- **Text under study**:

Dr. Grimmett said dissociative identity disorder affects up to 1% of people. She said it’s a very destructive behavioral disorder and can be very frightening because people don’t know what’s happening to them.
She added dissociative identity disorder can be strange, and people can’t hold down jobs or hold down relationships. She said when talking to Stauch, Stauch’s history didn’t support that.
Dr. Grimmett said Stauch had selective names based on things she liked and aspirations she had. She added, “Alter egos present themselves to you,” and people don’t create them.
When testifying about Letecia Stauch referencing vampires, Dr. Grimmett said, “Mrs. Stauch introduced a vampire called Justice and said there is a button in her cell where she could summon Justice and Jasmine.”
Dr. Grimmett said Letecia Stauch said she’s been experiencing the vampires since her stay in Alaska. She said Stauch referenced the vampires throughout the interview and also directed Dr. Grimmett toward the movie Twilight.

- **Prompt**:
In the testimony above:
1. Up to what share of people does dissociative identity disorder affect, according to Dr. Grimmett?
2. What name did Stauch give the vampire she introduced?
3. Since her stay in what place has Stauch said she's been experiencing the vampires?

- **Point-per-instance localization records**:
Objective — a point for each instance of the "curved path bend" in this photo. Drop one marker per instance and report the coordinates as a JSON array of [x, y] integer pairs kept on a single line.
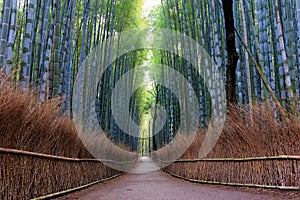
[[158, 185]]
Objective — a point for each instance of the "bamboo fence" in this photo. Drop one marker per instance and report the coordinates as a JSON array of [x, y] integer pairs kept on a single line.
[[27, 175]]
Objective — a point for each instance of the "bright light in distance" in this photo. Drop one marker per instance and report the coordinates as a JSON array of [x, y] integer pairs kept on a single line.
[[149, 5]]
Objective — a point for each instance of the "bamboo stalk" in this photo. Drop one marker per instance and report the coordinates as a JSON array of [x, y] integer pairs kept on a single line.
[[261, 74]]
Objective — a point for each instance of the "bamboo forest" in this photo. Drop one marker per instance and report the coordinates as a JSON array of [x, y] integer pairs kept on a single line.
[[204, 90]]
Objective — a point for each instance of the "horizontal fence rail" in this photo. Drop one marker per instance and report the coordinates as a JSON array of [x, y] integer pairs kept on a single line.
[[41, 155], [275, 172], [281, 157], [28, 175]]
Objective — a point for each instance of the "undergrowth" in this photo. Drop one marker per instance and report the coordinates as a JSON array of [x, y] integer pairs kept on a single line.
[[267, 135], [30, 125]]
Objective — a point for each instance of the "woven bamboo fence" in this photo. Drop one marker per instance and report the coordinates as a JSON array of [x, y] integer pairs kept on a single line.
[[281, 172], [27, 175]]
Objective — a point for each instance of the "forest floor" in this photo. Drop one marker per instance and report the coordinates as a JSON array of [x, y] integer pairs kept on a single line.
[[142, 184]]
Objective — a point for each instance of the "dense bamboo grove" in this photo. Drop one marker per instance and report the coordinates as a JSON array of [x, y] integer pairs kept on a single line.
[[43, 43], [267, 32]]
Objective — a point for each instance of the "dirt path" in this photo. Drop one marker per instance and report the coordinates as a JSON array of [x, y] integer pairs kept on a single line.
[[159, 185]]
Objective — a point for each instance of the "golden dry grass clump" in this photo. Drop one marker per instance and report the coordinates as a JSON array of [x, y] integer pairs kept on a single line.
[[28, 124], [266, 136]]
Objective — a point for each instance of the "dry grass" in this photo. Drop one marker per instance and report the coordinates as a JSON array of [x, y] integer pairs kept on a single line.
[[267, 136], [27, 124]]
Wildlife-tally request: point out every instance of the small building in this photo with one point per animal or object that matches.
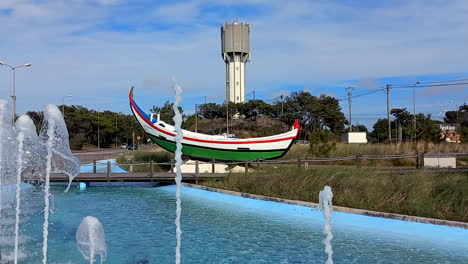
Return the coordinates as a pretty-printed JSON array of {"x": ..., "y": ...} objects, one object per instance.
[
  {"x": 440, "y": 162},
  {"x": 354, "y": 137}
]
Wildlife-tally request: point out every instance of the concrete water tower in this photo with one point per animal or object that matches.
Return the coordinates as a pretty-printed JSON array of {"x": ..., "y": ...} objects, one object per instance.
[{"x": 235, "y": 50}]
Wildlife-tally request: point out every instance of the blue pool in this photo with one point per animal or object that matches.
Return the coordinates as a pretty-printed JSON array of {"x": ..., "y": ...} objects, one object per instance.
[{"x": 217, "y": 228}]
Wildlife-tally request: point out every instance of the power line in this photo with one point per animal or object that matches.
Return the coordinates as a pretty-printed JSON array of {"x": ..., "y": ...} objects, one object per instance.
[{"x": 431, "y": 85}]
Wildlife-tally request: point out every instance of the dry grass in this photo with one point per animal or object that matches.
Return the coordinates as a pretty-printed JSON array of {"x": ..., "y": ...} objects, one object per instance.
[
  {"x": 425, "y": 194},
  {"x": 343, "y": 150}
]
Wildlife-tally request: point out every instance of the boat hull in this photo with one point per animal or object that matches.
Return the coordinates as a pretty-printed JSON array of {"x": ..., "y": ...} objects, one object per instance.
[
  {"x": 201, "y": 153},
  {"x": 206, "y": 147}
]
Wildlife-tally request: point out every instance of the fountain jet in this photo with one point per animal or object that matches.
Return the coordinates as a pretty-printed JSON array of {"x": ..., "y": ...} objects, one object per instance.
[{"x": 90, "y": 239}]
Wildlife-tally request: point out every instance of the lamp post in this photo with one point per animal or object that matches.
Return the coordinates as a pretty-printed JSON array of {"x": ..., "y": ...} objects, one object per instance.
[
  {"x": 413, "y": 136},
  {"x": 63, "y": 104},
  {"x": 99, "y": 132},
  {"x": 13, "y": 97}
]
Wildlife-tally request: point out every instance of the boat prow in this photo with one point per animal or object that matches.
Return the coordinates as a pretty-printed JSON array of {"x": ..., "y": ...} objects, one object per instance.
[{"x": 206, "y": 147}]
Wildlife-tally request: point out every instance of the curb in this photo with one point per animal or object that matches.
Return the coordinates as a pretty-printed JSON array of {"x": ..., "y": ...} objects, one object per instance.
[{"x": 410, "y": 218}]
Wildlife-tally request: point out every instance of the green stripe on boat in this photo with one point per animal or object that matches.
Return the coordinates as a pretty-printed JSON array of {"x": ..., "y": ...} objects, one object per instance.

- **Exercise output**:
1. Up to 1%.
2. Justice.
3. Alaska.